### Task prompt
Could you continue the news article below about the Plug Power lawsuit against UBS, starting right after its last sentence?

Auction Rate Securites

UBS Judge Refuses to Throw Out Auction-Rate Suit

September 22, 2008

By Thom Weidlich

Sept. 17 (Bloomberg) — UBS AG, Switzerland’s biggest bank, failed to win dismissal of Plug Power Inc.’s lawsuit over auction-rate securities that were purchased for the fuel-cell developer’s account. U.S. District Judge Gary L. Sharpe in Albany, New York, today rejected UBS’s request to throw out the complaint, said Plug Power lawyer George Carpinello of Boies, Schiller & Flexner in Albany. The judge’s decision, made from the bench, means the case may go to trial.

“He rejected the argument that our client didn’t suffer a loss because it still owns the securities,” Carpinello said in an interview. “He said we had suffered a loss because of the decline in value.” Brokerages abandoned the $330 billion auction-rate securities market in February, stranding investors who could no longer sell the bonds at weekly and monthly biddings held to set interest rates. State regulators have settled probes into UBS, Credit Suisse Group AG, Citigroup Inc., Goldman Sachs Group Inc. and five other underwriters of the securities. “UBS’s wide-reaching settlement gives individual, corporate and institutional clients the opportunity to sell their ARS securities back to UBS at par,” UBS spokesman Kristopher Kagel said in an e-mailed statement. “We are disappointed that this case wasn’t dismissed today and we intend to vigorously defend ourselves in this action.”

### Data
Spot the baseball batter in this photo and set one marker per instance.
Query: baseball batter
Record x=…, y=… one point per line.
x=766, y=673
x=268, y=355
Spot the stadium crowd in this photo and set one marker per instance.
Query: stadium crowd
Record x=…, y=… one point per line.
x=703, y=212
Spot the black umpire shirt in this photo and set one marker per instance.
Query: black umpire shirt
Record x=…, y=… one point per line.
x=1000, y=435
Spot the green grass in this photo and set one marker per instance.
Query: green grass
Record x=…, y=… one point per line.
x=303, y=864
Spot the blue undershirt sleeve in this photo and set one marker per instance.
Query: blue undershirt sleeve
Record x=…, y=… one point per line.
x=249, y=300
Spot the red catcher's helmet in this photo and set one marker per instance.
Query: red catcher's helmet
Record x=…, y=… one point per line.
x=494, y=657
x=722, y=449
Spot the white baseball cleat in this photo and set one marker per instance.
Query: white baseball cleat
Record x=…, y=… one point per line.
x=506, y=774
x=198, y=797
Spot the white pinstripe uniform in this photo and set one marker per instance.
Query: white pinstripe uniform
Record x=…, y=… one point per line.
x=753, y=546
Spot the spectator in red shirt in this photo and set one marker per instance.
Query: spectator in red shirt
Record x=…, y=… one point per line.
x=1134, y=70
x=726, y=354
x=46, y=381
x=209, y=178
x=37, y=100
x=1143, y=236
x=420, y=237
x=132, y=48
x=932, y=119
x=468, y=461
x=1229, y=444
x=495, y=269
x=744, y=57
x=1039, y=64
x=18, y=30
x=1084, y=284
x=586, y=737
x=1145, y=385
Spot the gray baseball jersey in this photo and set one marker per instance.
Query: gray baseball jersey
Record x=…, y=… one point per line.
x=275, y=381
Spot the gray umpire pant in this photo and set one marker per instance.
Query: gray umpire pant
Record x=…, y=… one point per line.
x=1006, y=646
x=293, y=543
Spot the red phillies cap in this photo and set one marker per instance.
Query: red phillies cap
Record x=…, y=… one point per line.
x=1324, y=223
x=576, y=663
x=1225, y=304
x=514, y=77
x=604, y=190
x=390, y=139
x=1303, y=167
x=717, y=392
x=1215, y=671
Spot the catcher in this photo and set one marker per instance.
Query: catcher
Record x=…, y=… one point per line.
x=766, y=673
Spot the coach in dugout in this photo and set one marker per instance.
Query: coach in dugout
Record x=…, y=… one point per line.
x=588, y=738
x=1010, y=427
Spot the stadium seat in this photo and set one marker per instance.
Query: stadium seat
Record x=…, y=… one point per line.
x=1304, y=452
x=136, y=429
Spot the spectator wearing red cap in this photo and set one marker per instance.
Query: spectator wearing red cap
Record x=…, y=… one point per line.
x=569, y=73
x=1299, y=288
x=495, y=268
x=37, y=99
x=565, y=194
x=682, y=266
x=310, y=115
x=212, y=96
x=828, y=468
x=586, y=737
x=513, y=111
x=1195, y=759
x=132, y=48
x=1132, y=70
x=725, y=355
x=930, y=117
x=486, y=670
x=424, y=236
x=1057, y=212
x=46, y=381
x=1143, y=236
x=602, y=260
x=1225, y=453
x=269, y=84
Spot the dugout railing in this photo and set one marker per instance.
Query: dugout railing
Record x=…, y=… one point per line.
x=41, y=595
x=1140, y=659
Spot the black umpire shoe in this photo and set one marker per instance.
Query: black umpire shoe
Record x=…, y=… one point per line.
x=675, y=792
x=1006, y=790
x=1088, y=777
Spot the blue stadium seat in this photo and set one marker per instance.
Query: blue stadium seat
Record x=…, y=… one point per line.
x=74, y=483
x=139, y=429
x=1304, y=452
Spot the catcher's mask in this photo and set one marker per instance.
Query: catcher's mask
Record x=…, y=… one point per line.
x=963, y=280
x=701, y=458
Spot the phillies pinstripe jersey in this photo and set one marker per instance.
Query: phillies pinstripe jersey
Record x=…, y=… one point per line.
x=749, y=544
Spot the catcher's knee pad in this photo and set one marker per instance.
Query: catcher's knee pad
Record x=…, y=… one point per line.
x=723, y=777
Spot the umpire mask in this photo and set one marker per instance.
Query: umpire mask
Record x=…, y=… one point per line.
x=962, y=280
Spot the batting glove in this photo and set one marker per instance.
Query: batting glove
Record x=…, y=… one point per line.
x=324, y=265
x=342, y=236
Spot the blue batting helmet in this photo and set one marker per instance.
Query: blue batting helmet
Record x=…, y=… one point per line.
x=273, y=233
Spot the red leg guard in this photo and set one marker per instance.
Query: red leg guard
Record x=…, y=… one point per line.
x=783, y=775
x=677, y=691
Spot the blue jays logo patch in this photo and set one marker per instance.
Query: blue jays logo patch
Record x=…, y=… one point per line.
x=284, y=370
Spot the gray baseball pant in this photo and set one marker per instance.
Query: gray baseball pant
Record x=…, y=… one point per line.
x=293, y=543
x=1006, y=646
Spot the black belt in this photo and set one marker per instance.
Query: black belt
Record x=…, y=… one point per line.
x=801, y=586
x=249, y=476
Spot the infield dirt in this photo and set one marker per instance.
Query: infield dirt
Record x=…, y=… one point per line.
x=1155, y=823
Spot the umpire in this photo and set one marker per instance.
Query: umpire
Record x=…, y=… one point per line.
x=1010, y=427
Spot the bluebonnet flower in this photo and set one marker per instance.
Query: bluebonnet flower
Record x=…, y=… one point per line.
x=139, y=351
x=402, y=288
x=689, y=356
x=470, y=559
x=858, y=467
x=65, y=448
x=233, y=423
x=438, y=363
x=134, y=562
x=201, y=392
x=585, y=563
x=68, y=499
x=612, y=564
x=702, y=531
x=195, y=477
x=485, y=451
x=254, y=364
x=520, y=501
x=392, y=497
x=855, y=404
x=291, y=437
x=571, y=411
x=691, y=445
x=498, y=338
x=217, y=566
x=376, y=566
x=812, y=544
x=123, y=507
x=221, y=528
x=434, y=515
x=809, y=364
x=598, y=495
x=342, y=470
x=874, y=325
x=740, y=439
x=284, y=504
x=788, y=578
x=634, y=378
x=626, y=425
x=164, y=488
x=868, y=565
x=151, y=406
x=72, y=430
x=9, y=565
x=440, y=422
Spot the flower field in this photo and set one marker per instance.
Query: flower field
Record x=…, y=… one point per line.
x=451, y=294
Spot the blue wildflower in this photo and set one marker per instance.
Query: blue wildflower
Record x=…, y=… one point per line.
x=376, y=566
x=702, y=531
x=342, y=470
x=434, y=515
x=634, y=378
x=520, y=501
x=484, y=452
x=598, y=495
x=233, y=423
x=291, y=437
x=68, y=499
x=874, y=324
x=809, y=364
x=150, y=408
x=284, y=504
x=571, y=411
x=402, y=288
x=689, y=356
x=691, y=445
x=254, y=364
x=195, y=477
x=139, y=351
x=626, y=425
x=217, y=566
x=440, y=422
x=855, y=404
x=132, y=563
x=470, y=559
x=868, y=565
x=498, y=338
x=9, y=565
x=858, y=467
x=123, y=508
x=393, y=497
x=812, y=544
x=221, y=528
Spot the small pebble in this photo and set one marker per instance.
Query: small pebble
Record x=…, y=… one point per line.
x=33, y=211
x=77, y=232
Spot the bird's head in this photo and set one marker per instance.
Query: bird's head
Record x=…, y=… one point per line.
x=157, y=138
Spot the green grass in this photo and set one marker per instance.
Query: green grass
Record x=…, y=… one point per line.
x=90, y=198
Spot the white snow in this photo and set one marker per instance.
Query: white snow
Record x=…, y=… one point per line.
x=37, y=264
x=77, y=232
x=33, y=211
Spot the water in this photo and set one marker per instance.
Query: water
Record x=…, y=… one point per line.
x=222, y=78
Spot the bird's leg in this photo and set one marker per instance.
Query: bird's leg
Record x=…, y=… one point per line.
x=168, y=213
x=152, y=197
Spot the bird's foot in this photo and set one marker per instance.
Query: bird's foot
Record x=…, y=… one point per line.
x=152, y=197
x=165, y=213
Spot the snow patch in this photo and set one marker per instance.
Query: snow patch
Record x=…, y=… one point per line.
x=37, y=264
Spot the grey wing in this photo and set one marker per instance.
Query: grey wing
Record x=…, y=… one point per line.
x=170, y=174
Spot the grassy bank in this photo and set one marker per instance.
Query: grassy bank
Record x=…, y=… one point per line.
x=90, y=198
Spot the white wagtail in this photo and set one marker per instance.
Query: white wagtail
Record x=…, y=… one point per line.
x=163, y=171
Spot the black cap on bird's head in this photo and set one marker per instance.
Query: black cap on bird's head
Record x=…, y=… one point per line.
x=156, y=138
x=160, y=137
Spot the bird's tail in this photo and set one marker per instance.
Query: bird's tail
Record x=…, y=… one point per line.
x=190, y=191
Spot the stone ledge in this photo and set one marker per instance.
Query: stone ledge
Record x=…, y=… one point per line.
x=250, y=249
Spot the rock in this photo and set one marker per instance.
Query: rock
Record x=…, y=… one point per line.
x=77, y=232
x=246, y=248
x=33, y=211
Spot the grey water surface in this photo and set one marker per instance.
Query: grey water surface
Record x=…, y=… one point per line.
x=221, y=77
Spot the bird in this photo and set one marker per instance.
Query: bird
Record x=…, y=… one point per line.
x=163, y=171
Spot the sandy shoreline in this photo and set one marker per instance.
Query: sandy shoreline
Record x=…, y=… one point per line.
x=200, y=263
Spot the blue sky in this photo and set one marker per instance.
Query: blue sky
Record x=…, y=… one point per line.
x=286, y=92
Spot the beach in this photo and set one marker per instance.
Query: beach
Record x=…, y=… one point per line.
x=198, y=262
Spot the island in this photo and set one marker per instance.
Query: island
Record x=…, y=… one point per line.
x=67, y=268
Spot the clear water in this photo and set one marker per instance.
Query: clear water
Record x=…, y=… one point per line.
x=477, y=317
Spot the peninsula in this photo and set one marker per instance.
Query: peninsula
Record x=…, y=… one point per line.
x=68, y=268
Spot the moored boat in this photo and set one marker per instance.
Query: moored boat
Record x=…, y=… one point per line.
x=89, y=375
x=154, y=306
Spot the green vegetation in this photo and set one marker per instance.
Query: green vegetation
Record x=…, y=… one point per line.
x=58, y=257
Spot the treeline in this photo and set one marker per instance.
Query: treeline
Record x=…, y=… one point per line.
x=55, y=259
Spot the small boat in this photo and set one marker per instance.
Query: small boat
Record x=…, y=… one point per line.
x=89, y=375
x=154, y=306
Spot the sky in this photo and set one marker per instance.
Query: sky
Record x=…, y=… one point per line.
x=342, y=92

### Task answer
Plug’s Account
Plug Power, based in Latham, New York, sued Zurich-based UBS on May 8, seeking to rescind the $62.9 million the bank 10 invested in auction-rate securities for Plug Power’s account, which was opened in 2005, according to the complaint. The amount was 44 percent of Plug Power’s portfolio, the company said.

UBS told Plug Power the securities “were highly liquid and safe and that they were virtually the equivalent to money market investments or cash,” according to the complaint. “At the very time when we went to UBS to ask for assurances that the market was OK and they gave us those assurances, UBS was dumping its own portfolio onto customers like us,” Carpinello said.

When an auction fails, the issuer pays a default-interest rate that is typically, though not always, higher than the rate determined by an auction.

Lost Interest
“We alleged not only that we lost the market value of the auction-rate securities but we lost a substantial amount of interest because the default rate on many of the securities is zero,” Carpinello said.

Plug Power was formed in 1997 by Michigan utility owner DTE Energy Co. and Mechanical Technology Inc. to develop and produce a fuel-cell system to light homes and small businesses. DTE holds 9.1 percent of Plug Power shares. UBS fell 5.7 percent to 15.70 francs in Zurich. The stock has declined 33 percent this week, cutting the company’s value to 46 billion francs ($41 billion). Plug Power fell 17 cents, or 7.3 percent, to $2.17 in Nasdaq Stock Market trading. The case is Plug Power Inc. v. UBS AG, 08-cv-496, U.S. District Court, Northern District of New York (Albany).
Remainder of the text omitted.